* _Teks Bacaan_:
----
Sebaliknya Permi menuduh Muhammadiyah Sumatera Barat yang sama-sama lahir dari rahim Sumatera Thawalib sebagai penakut dan penjilat ekor Belanda karena bersikap kooperatif dengan pemerintah dan mau menerima bantuan sana (subsidi) pemerintah. Menurut Permi siapapun yang mau bekerjasama dengan Belanda yang nota benenya kaum kafir maka dia juga kafir. Orang kafir adalah musuh Islam yang sangat berbahaya bagi perkembangan syi’ar Islam.
----
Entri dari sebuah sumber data
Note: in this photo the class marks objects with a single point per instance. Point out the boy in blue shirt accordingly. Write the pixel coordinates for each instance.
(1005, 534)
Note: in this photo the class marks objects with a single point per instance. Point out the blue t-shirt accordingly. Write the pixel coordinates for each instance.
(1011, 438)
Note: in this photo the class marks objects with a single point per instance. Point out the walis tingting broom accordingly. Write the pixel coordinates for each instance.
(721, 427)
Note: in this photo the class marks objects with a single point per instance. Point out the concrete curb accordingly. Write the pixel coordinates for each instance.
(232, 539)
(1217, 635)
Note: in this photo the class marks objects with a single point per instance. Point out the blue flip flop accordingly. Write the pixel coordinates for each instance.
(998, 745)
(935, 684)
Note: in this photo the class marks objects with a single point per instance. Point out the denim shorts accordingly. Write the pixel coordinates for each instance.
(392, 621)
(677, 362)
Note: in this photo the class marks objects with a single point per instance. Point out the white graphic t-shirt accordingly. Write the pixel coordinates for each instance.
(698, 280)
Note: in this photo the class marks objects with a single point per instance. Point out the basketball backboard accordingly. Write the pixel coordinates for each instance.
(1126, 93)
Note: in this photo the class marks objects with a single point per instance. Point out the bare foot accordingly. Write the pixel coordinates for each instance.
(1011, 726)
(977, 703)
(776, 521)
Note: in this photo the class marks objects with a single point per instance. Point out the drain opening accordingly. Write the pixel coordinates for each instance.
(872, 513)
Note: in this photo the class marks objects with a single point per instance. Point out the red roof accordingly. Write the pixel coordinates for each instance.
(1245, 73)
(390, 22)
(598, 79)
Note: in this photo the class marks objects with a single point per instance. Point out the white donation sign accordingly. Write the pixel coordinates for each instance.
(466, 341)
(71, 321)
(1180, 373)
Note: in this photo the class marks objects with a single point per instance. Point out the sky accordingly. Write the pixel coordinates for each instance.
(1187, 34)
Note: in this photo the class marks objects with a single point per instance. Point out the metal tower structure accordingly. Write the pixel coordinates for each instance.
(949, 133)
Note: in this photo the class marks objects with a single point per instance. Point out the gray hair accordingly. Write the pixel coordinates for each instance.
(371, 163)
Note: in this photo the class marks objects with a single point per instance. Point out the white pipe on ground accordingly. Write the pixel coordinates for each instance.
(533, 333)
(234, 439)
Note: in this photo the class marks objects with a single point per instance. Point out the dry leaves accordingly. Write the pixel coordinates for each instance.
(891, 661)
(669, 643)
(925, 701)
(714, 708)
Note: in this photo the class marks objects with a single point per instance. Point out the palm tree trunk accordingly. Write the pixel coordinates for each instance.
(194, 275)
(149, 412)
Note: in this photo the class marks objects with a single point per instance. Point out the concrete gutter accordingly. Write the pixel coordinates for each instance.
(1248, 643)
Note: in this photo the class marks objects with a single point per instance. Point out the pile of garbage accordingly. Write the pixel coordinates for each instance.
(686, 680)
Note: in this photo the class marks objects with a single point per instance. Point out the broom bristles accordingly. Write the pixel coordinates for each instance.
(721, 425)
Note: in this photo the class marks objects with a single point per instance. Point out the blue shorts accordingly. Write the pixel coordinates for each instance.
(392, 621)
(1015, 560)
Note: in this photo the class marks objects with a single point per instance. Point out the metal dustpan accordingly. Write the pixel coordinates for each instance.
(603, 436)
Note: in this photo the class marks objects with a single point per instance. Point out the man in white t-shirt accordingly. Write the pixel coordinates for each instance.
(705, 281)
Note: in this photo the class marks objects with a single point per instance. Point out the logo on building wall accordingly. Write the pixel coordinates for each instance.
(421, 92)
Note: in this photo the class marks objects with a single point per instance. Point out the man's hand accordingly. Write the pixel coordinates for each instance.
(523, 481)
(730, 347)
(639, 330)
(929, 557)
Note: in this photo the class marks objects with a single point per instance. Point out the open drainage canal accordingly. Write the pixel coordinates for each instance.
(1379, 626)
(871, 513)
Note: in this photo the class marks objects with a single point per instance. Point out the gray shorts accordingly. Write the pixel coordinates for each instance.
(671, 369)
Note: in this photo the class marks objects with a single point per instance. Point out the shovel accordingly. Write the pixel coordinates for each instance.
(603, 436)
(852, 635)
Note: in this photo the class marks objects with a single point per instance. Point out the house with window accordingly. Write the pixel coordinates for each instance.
----
* _Tujuan Latihan_:
Terjemahkan ke dalam bahasa Inggris kalimat berikut dari teks bacaan tentang Permi: "Orang kafir adalah musuh Islam yang sangat berbahaya bagi perkembangan syi’ar Islam."

* _Hasil Jawaban_:
Unbelievers are enemies of Islam who are very dangerous to the growth of the propagation of Islam.